Exercise: Pick up the profile of pastry chef Franck Oysel after its last sentence and keep writing it.

Quoted passage:
^^^^^^^^
The first thing chef Franck Oysel bought when he moved to Memphis from France four years ago had nothing to do with food.
"When you're born in France, you have a few things you would love to have one day," says Oysel (pronounced "Wah-ZELL"), 33.
He bought a pair of goat leather Lucchese cowboy boots. "It was my first thing I wanted to have here because I always saw that on TV."
Next on the list was, he says, to "test drive a Mustang. That's what I did, too. Little steps you have in your head and you want to do it."
Oysel, executive pastry chef at Interim restaurant, said moving to Memphis wasn't part of his game plan when he made his first pastry — a croquembouche: a puff pastry with caramelized pastry cream on top — when he was 10 years old. His father, a chef at a fine dining restaurant in Oysel's hometown of Lons-le-Saunier, France, helped him make the mousse for a wedding.
Oysel knew he wanted to be a pastry chef because making pastries was "more artistic."
"I think it's more technical to do pastry than to do food," he says. "I just like the complexity of molecules and all this."
He went to culinary school at Besancon and C.F.A.I. de Gevingey, where he was first in his class all four years. "I graduated in pastries, in chocolate, in ice cream, bakery, and candies.''
After he graduated, Oysel got jobs as a master pastry chef, a master chocolatier, and a baker. "I learned to make bread, brioche, croissants."
Oysel planned to eventually open his own pastry shop in France, but he met his future wife, the former Hanna Kate Gordon, who is from Memphis. "She was an English teacher in my town."
They met when they were exchange students. "She taught us to speak English, and we taught her to make pastries."
Oysel made the first move. He said, "Do you want to drink something with me?"
He proposed six months later. "It was fast because I knew it. I knew she was the right one."
They decided to move to America. "I like challenge, you know? I told Hanna, 'You know, I think it's time for a change.'"
He said, "Let's start a new life in Memphis."
Oysel learned to speak English by watching TV shows — everything from children's programs to police dramas.
He and Hanna were married in Memphis. Oysel made a puff pastry French wedding cake — two hearts shaped like the countries of France and America.
Oysel went to work as a pastry chef for Jose Gutierrez at River Oaks restaurant. He also worked at the same time as pastry chef at Interim.
Working in an American kitchen was "very hard because I needed to learn everything. New product, new atmosphere, humidity."
^^^^^^^^
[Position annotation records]
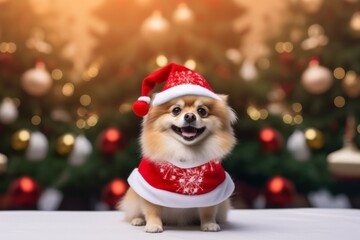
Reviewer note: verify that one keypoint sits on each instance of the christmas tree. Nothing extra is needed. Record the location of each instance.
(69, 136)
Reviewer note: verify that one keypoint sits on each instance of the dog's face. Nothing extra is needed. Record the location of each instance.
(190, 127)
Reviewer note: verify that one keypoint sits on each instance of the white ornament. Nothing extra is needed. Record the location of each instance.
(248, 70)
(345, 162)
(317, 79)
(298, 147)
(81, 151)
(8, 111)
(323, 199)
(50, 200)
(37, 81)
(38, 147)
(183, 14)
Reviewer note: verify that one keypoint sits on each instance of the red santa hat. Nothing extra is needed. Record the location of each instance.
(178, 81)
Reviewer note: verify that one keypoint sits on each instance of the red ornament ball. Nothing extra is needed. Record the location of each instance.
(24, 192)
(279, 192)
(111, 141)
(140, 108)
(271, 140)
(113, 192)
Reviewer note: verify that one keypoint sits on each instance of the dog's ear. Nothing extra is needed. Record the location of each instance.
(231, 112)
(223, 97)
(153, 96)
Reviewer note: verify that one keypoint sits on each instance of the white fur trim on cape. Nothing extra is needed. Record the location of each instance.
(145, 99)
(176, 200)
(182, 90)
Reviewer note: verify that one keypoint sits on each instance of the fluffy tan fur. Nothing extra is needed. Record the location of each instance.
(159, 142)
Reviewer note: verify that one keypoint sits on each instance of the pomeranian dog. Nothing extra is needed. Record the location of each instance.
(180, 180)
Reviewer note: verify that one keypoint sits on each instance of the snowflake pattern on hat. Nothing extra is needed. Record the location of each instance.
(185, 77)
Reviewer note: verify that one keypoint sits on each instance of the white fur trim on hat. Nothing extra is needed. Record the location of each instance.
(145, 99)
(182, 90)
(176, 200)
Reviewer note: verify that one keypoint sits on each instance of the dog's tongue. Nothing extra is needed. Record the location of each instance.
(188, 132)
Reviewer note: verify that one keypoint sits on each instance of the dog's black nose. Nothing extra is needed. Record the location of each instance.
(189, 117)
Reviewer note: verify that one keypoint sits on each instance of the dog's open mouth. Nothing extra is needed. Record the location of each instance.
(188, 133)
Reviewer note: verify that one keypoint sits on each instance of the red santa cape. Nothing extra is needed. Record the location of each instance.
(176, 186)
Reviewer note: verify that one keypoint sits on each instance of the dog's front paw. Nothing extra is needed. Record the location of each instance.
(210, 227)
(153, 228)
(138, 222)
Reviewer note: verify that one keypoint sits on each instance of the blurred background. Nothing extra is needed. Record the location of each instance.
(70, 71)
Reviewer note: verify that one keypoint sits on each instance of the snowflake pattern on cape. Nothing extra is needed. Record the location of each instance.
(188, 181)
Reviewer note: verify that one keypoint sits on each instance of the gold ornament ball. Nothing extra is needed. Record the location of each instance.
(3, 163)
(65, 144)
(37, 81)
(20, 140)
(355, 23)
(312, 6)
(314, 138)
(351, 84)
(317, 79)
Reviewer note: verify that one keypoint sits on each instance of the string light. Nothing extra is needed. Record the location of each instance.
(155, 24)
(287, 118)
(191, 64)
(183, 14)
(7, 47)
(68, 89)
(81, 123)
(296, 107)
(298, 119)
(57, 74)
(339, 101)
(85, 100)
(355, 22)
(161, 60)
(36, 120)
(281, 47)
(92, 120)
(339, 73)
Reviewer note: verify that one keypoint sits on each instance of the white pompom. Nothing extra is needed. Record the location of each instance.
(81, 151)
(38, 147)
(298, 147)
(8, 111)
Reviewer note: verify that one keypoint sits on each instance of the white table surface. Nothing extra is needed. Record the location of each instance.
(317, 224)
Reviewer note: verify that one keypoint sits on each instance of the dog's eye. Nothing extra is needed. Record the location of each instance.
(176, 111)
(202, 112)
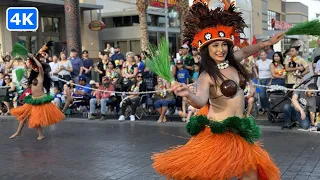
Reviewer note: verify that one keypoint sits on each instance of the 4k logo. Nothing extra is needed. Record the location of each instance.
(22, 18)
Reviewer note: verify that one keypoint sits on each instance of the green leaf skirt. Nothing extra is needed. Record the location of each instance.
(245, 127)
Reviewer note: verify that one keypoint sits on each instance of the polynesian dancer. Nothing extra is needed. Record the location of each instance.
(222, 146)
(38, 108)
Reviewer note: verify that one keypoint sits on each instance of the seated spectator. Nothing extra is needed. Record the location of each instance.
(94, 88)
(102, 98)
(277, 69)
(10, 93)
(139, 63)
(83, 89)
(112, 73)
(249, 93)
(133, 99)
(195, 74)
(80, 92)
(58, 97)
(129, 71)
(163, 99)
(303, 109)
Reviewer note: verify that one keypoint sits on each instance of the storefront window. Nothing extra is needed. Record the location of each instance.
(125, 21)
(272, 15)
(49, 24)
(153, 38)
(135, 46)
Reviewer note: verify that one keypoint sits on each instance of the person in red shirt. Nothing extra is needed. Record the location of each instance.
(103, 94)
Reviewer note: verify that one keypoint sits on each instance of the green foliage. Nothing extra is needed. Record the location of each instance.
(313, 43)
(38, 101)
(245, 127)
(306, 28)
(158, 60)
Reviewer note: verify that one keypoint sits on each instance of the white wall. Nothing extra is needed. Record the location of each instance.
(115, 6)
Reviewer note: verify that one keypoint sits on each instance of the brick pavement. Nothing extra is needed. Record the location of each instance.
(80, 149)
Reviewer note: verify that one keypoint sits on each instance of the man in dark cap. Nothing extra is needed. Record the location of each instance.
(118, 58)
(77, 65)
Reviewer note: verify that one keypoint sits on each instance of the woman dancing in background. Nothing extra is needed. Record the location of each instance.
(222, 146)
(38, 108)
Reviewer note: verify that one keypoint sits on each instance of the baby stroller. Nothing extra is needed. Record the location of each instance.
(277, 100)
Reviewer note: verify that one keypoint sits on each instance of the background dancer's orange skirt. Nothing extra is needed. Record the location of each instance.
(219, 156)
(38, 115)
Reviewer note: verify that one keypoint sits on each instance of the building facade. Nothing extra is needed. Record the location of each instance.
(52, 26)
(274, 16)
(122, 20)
^^^^^^^^
Expected answer:
He was given free rein to make what he wanted. "I could go back to the French pastries, and it made me feel better."
Oysel also made American pastries, including pecan pie and cheesecake, but he made them his way. He substituted honey for corn syrup and changed the quantity of pecans in his pecan pie.
Like he does now, Oysel ordered butter, chocolate, and other ingredients from France instead of in the United States. "It's very hard to find the same quality. It's very expensive, but the quality is awesome."
Oysel and Hanna now are the parents of a seven-month-old daughter, Emelia. Oysel still keeps his house in France, but he doesn't plan on moving back. "I don't think I want to go back to France. I told my wife it's easier here."
He plans to open his own pastry shop in two years or sooner in Memphis. He already has the name — The Sweet Life. And he knows the location, which is in East Memphis. "I would do pastries, a little bit of bread. I would do croissants, chocolate. And I want to do lunch.
"Four years I'm here. Now, I can speak English. I can write. I can do stuff now. I can order my own product. Now, it's time for me to open something."
Oysel doesn't plan on working his way up to opening a chain of pastry shops. "If there are 20 people coming into my shop and 20 people are happy, I'm done. I have enough. I'm not a 2 million-a-day guy. I don't want that. I like quality. I like family. I like a small place. I want to have enough money to have a life, but I don't want to open 20 shops to make $20 million.
"I want to know my people. I want to sit down and talk. And not be stressful."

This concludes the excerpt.